Natural-language object grounding data
┏━━
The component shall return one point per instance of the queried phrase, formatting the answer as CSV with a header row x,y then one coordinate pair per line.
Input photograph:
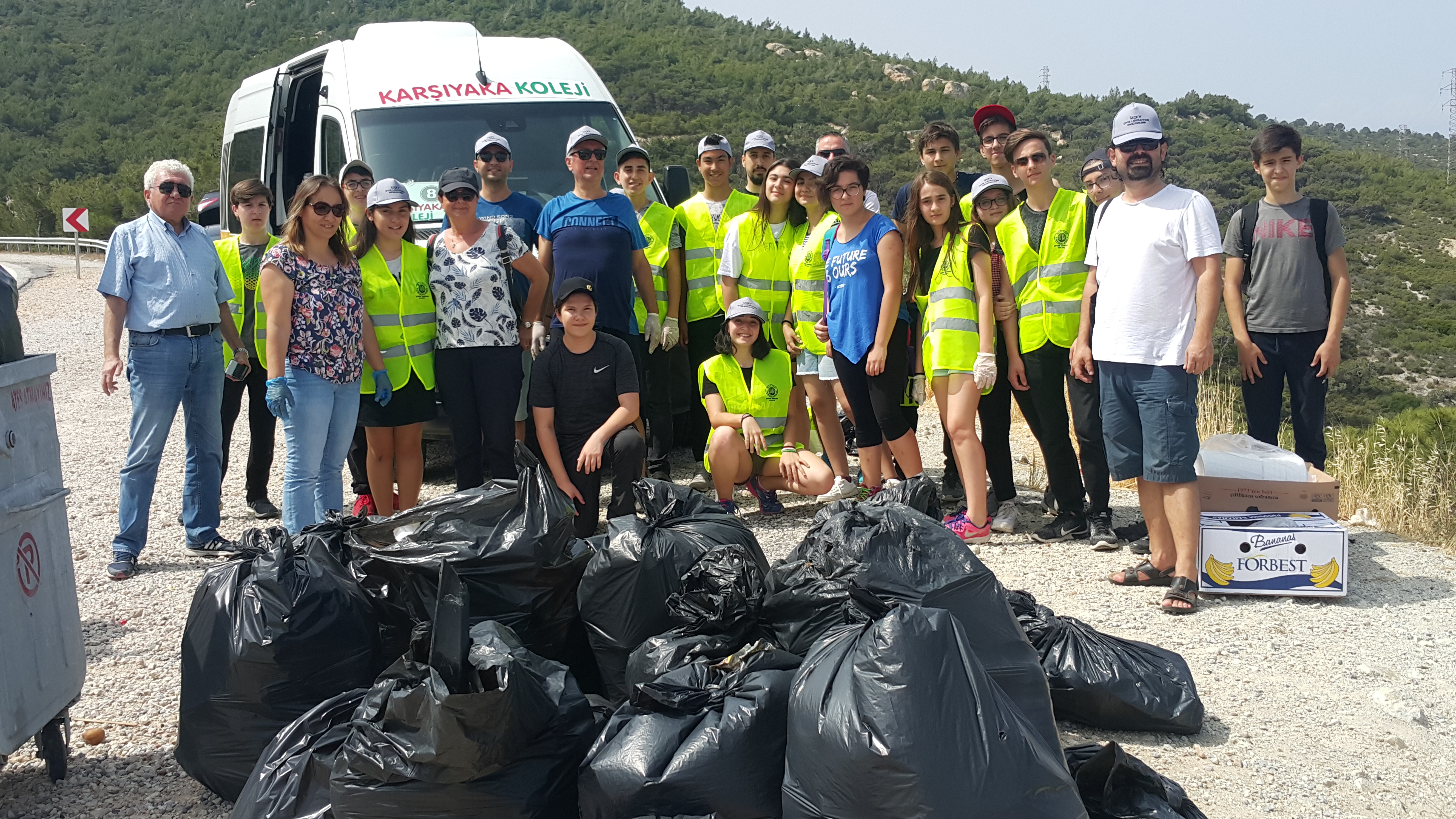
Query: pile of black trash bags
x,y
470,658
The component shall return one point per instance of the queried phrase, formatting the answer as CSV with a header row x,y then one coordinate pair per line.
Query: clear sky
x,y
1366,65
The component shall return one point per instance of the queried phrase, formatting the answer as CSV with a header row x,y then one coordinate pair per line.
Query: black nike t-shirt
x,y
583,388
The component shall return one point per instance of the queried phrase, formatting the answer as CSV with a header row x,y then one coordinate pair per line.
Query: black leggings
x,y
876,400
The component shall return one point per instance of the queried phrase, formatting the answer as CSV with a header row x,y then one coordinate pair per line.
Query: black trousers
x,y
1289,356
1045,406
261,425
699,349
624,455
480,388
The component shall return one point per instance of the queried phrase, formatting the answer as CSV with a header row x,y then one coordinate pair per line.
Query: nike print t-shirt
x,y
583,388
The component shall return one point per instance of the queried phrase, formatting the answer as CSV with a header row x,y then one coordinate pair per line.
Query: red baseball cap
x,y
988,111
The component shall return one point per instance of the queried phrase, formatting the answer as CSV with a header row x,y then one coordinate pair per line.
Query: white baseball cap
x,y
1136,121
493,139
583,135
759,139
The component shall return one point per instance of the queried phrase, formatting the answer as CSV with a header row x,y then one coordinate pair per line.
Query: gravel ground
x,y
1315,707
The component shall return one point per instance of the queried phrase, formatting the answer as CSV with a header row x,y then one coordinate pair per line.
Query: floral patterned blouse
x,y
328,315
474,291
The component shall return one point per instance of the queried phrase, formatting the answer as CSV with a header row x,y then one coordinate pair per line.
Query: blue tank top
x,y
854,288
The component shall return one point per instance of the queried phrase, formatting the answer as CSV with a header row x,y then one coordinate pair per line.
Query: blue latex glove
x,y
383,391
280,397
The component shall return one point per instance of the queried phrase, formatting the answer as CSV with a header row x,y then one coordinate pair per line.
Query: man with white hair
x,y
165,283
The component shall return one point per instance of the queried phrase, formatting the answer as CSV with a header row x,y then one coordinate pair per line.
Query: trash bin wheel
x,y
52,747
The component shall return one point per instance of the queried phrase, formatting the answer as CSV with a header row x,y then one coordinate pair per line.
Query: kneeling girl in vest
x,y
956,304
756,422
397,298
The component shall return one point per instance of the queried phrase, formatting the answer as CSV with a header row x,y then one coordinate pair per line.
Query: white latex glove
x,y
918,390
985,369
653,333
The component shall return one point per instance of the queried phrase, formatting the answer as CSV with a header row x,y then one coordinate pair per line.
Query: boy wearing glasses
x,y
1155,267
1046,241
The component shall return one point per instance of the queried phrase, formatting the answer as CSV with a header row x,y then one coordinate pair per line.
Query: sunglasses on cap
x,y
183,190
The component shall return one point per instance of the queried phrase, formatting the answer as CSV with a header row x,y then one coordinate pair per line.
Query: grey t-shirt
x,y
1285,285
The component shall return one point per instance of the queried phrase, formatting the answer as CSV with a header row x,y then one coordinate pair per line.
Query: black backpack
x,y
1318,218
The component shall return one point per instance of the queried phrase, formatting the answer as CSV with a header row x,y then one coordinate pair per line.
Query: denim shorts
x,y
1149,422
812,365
┗━━
§ **WHAT YOU HAVE TO DO**
Please copy the records above word for word, leaving out every picture.

§ **WRITTEN REPLY**
The component shall return one point per instance of the queried phrase, formatting the answer as CSV with a header row x,y then one coordinate pair per line.
Input photograph:
Query: pile of black trash bags
x,y
470,658
The component shall return one point per instance of the queried phrase, formatting the answer as CSV with a header row x,y then one coordinate pair per line.
Query: clear sky
x,y
1366,65
The component shall return one point per instance of the queried phrase, formatting the answer as CSV with a header row x,y then one coordinate pair per line.
Query: black nike t-shirt
x,y
583,388
The component shall return one point per instance of the queried phrase, formatting the answer as CSV with a header row x,y then one coordinate pair per line.
Query: black leggings
x,y
876,400
The component shall return one point per instance of the queried phrase, formatting the answer as CSV with a header row x,y then one coordinate pair per line.
Query: black trousers
x,y
1289,356
1045,406
261,425
699,349
624,455
480,388
The component shall return one point per instance of the queried phrase, formatting the answer as CSV with a header row x,y then one coordinate pair per line.
Query: nike print t-shirt
x,y
583,388
The component shall return one point per instance of the queried phrase, formatting the answer as CSV with a header row x,y then one coordinate pair per line.
Query: red baseball cap
x,y
988,111
The component shall return one point per instance of the queried phrase, formatting the answer as CSV with a header row x,y then one coordinate pair per line.
Query: white baseball cap
x,y
1136,121
493,139
583,135
759,139
The component shall return one point per instance of the queried phrase, formatting the answer as CSV with a header row x,y then one coordinate pair per line.
Query: gravel ground
x,y
1315,707
The component shall return one point per instance of the queried phrase, formatting the answer as CSV with a header row x,y then one coordinate pair per line.
Query: floral patterned blouse
x,y
328,315
474,291
The component shall return one point per instance of the queried phrase, formatting the answer as CSV with a header row x,y then one coordinate pair per line.
Query: blue tank top
x,y
854,288
The component shall return one point per instance of the queried phrase, formatting the answer as CSV with a header row x,y then one coordinate pair per line.
Query: blue latex glove
x,y
383,391
280,397
The component shall return one point per instance of the queried phrase, formatting the answer as CSV with a header row x,y then one coordinate pair per line.
Query: man with white hair
x,y
165,283
The component shall return one point per instance of the queried phrase, formatting the answer as CSV with a header row x,y then one coordinate pair per line.
Query: trash bin wheel
x,y
52,747
The component shall return one point per instance of the queried phrase, formatting the answer as CSV with a header row x,y then one coordinate pair per line.
Query: kneeling girl in vest
x,y
956,304
756,422
397,298
The component shall return one point per instance of the queried phrase, formatting the answer as CSV with a header row x,y then one coordinate pair per line.
Query: white latex glove
x,y
918,390
985,369
653,333
The component shall return one point per instance of the queried phrase, formatting the answer as CSV with a header row x,y then one coordinate pair per line.
Query: boy wearing glasses
x,y
1155,267
1046,241
The component shall return one point per instance of the queried phrase, formatting the answer as CSV with a header row x,y then one coordinate pair per line.
Query: sunglasses on cap
x,y
183,190
The component shall return one point per instance of the queried phrase, formatting the answer as CSV with a header row x,y then one coordinate pair per line.
Query: grey t-shirt
x,y
1285,285
The component shall return one point per instance of the queried phrase, formatting the answer as CSV with a header row x,y then one coordinate pair per line.
Query: black backpack
x,y
1318,218
The component shall return one point per instance of the queried phrase, formatting the answer as CSV with a header row x,y then one coordinate pair per line.
Query: denim shorts
x,y
1149,422
812,365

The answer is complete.